- **SOURCE RECORDS**
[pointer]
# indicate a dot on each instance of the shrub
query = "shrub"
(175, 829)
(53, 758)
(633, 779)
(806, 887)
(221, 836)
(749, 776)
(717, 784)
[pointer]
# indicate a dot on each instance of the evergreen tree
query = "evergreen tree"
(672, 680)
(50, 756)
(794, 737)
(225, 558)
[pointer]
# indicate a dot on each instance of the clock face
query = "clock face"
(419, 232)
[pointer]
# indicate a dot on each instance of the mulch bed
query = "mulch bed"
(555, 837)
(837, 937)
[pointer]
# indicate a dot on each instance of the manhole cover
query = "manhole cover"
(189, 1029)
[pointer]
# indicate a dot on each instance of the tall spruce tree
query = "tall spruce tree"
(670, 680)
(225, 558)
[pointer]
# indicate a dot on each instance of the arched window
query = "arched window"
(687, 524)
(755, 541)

--

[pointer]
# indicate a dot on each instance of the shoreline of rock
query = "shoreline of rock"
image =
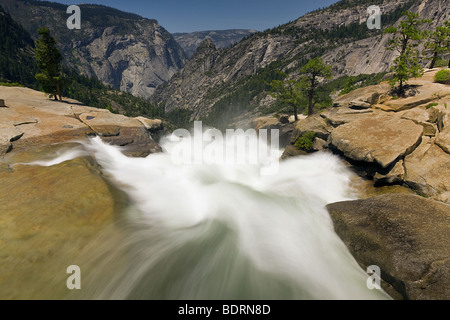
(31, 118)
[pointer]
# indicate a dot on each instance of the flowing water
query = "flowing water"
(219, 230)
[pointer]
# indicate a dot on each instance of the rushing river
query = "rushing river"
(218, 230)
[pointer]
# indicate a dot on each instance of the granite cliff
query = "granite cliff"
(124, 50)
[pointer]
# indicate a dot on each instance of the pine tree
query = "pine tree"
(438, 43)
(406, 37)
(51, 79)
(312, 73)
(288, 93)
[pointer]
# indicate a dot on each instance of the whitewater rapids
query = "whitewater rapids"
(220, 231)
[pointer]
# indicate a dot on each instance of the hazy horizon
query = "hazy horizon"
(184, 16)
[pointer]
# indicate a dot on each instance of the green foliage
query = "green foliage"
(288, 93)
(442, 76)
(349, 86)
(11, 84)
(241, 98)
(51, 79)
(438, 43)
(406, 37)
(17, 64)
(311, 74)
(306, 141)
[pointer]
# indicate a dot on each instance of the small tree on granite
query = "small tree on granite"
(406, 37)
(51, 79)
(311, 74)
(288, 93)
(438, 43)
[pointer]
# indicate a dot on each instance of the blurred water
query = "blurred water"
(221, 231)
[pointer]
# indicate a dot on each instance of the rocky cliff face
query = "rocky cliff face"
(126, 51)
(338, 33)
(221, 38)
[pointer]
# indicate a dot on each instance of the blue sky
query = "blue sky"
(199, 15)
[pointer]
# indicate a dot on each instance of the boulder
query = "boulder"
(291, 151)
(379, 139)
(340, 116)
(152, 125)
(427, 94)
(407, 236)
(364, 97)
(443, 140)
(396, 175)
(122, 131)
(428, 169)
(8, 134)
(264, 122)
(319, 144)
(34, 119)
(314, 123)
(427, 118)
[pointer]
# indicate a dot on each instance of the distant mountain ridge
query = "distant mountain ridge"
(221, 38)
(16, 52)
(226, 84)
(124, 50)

- **WHAT THE TASK ASKS**
Copy out each line of the data containing the string "shoreline".

- **YOUR SOLUTION**
# indicate a dot on each instance of the shoreline of rock
query = "shoreline of rock"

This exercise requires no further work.